Data shown
══════════
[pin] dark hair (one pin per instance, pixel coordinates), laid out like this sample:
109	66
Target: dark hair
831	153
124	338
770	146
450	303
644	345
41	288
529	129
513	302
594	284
══════════
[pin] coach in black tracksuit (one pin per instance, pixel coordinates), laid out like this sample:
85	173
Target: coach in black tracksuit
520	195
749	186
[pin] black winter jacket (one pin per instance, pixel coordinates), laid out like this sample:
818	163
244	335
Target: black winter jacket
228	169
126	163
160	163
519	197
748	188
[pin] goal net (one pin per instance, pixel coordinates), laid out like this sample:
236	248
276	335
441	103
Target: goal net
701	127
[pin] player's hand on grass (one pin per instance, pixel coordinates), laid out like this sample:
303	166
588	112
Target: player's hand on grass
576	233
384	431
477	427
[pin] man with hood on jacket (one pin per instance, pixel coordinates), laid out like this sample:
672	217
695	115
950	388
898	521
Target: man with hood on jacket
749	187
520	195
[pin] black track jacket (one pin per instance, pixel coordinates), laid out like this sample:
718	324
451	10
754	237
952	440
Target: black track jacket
══════════
Aim
Copy every line of the data, starting at the line that contains "[pin] player's hand" and ending at the line that contains "Target: black track jacket", and adjust each pin coordinate listed under a "Target:" line by adding -112. Leave all other numbers unchanged.

Full answer
[pin] player's hand on grass (one pin per instance, pixel coordinates), laid out like this sample:
303	166
588	112
Target: player's hand on grass
464	121
272	319
365	315
[pin] man with hood on jacket (one pin per instance, pixel coordinates), laid out like this sample:
672	217
695	115
950	388
898	521
Target: man with hood on jacket
637	75
408	83
[pin] black track jacket (one pin per instance, pixel coordinates), laid out like this sample:
718	324
451	10
754	237
952	440
Target: black track jacket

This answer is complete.